Quando falamos em democracia pensamos em conceitos como voto, direito de votar, direito de expressão, de ir e vir etc., enfim, são os mais variados conceitos e ideias que nos causa dúvida sobre seu real significado.
Na teoria contemporânea da Democracia, afirma Bobbio (1998), confluem três grandes tradições do pensamento político: a) clássica, segundo a qual a Democracia figura como o Governo do povo, de todos os cidadãos, se distingue da monarquia, como Governo de um só, e da aristocracia, como Governo de poucos; b) medieval, na base da qual há a contraposição de uma concepção ascendente a uma concepção descendente da soberania conforme o poder supremo deriva do povo e se torna representativo ou deriva do príncipe e se transmite por delegação do superior para o inferior; c) moderna, segundo a qual as formas históricas de Governo são essencialmente duas: a monarquia e a república, e a antiga Democracia nada mais é que uma forma de república, onde se origina o intercâmbio característico do período pré-revolucionário entre ideais democráticos e ideais republicanos e o Governo genuinamente popular é chamado, em vez de Democracia, de república.
Por sua vez, a ideia de representação começa a ganhar forma na modernidade onde, de acordo com Vieira (apud MEDEIROS, 2017, s/p), tem origem a passagem do princípio da soberania monárquica para a soberania popular, protagonizada pela luta da burguesia contra o poder dos reis visando obter privilégios que só poderiam ser conseguidos interferindo na ação do Estado absolutista. “É, neste contexto, que um novo significado de representação adquire um papel essencial no esboço de reestruturação do espaço do político, devidamente adequado às novas exigências imposta pela forma de reprodução social da modernidade”.
Uma vez instituída a soberania popular em oposição à soberania monárquica e diante da impossibilidade de uma democracia direta, “a opção pelo sistema representativo moderno apresentar-se-ia como uma solução para esta dificuldade [do ideal de uma democracia direta]” (id., ibidem, s/p). Nesta perspectiva ainda Bonavides (2006, p. 294) destaca que “A soberania popular, o sufrágio universal, a observância constitucional, o princípio da separação dos poderes, a igualdade de todos perante a lei, a manifesta adesão ao princípio da fraternidade social”.
┄┄┄┄┄┄┄┄┄┄
§ Tarefas
1 > No trecho, em qual das três tradições a Democracia figura como o Governo do povo, distinto da monarquia e da aristocracia?
2 > Transcreva do trecho, sem nenhuma alteração, a passagem que começa nas palavras que contêm "Quando falamos em" e termina logo após "seu real significado.".
┄┄┄┄┄┄┄┄┄┄
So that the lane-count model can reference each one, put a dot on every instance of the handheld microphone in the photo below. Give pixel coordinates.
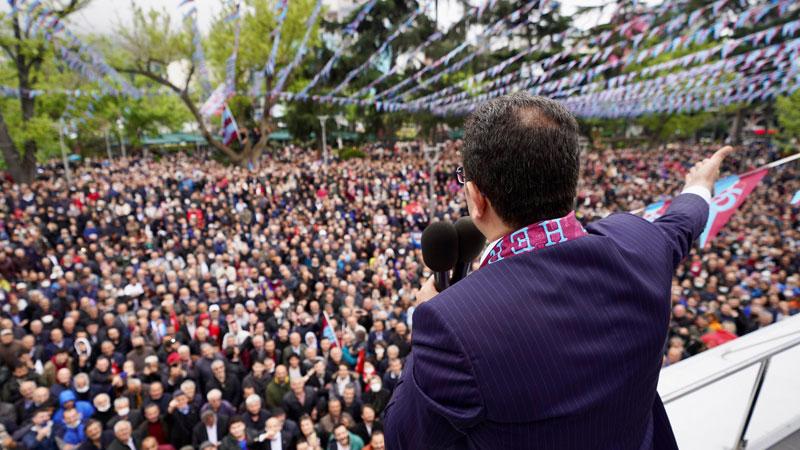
(440, 251)
(470, 244)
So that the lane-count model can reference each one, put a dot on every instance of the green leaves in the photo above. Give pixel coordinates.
(788, 111)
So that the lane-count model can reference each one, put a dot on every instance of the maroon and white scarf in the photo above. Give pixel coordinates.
(535, 237)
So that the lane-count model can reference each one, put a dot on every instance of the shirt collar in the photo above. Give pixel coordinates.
(489, 249)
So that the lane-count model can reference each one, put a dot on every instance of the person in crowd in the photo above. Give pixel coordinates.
(123, 437)
(376, 442)
(255, 417)
(343, 439)
(41, 435)
(148, 278)
(369, 423)
(300, 400)
(211, 429)
(94, 436)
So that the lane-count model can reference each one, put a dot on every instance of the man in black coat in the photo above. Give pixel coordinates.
(229, 386)
(255, 416)
(212, 428)
(300, 400)
(123, 438)
(181, 417)
(369, 423)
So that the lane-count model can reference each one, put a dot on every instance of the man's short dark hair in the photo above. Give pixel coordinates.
(522, 152)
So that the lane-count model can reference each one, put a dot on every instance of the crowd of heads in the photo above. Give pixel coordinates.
(181, 302)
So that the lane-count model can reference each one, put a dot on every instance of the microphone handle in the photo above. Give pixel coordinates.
(442, 280)
(459, 272)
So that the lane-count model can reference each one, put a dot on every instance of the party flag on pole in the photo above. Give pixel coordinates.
(230, 131)
(730, 194)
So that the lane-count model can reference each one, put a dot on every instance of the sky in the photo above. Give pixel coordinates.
(104, 15)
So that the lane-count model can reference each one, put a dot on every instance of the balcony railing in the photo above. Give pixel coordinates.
(742, 394)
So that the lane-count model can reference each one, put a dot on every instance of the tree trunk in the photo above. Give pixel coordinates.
(11, 154)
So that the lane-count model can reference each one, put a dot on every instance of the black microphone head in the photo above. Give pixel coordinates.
(470, 240)
(440, 246)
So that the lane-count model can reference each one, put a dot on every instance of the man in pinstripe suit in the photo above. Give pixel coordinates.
(556, 341)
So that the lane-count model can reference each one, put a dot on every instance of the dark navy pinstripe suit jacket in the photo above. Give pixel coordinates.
(554, 349)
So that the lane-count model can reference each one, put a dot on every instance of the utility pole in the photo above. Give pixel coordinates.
(67, 172)
(121, 128)
(108, 148)
(322, 120)
(432, 154)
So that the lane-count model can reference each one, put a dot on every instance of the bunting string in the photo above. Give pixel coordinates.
(283, 75)
(350, 30)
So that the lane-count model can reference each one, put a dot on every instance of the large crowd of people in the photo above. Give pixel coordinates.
(184, 303)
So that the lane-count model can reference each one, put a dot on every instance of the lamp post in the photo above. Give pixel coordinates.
(108, 147)
(322, 120)
(432, 154)
(67, 172)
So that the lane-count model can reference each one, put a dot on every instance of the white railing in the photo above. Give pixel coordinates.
(745, 393)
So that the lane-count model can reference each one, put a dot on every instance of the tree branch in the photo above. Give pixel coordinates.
(189, 78)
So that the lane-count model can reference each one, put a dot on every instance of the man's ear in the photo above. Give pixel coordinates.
(477, 199)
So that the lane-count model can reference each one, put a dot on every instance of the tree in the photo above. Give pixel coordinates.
(152, 43)
(28, 53)
(788, 112)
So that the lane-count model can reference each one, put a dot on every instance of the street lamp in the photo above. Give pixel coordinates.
(121, 128)
(432, 154)
(67, 172)
(322, 120)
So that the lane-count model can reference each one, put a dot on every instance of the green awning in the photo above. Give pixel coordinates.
(280, 135)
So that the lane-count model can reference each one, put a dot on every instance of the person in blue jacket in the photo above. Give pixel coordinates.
(68, 400)
(72, 431)
(41, 435)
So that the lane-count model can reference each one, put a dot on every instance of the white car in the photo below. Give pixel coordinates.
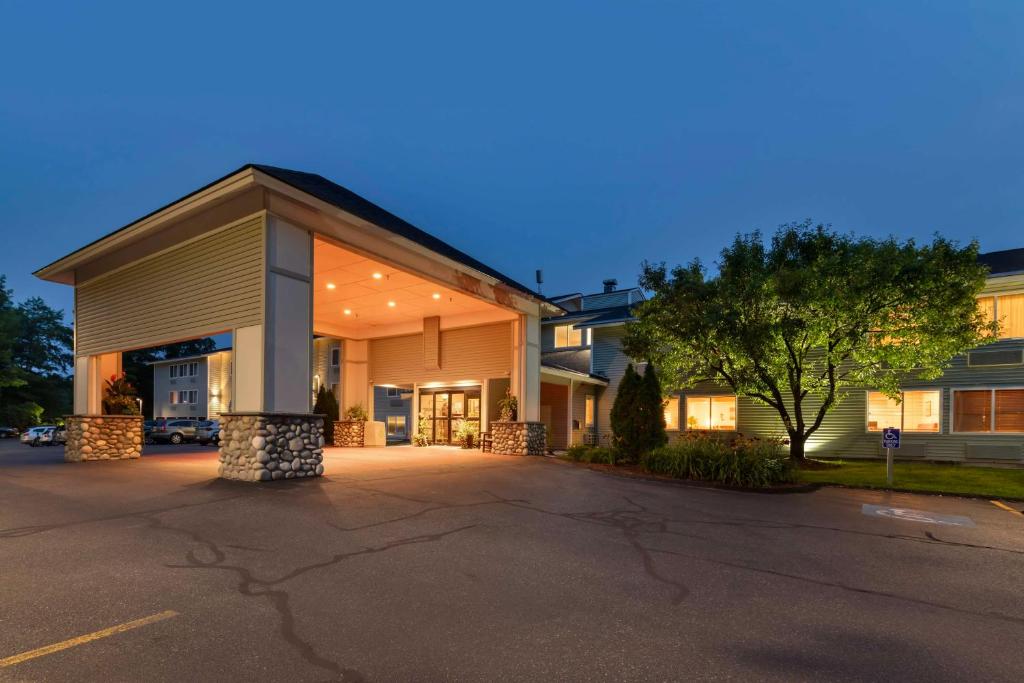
(32, 436)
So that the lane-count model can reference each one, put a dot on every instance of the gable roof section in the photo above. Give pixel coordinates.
(1004, 262)
(330, 193)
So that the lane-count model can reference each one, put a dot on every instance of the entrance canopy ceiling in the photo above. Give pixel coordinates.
(358, 297)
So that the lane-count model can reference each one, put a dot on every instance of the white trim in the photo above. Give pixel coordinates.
(902, 402)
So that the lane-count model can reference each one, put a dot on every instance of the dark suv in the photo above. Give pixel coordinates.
(173, 431)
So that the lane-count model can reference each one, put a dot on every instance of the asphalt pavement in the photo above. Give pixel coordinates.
(445, 564)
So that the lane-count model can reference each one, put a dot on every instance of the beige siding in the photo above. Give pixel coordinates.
(207, 286)
(466, 353)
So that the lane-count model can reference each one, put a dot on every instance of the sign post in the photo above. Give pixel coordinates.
(890, 440)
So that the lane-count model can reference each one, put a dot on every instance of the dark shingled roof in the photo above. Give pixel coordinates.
(1003, 262)
(346, 200)
(577, 360)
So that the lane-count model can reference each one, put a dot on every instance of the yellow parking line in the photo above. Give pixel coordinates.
(89, 637)
(1006, 507)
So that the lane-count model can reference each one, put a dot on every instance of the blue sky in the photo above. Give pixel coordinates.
(577, 137)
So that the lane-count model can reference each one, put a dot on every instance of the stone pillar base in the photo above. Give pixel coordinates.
(103, 437)
(518, 438)
(267, 446)
(350, 433)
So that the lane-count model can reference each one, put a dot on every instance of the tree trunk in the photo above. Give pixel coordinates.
(797, 447)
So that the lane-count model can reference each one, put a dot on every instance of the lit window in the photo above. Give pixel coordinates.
┄┄┄┄┄┄┄┄┄┄
§ Respostas
1 > Na tradição clássica.

2 >
Quando falamos em democracia pensamos em conceitos como voto, direito de votar, direito de expressão, de ir e vir etc., enfim, são os mais variados conceitos e ideias que nos causa dúvida sobre seu real significado.